**WHAT THE TASK ASKS**
Write out the following lines exactly as they appear.
## start MATERIAL
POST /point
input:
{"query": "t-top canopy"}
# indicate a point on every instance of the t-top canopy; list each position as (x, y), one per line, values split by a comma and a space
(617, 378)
## end MATERIAL
**SOLUTION TO THE EXERCISE**
POST /point
input:
{"query": "t-top canopy"}
# indicate a point on every instance of the t-top canopy; list each position as (x, y), one per line, values split by a comma and a space
(617, 378)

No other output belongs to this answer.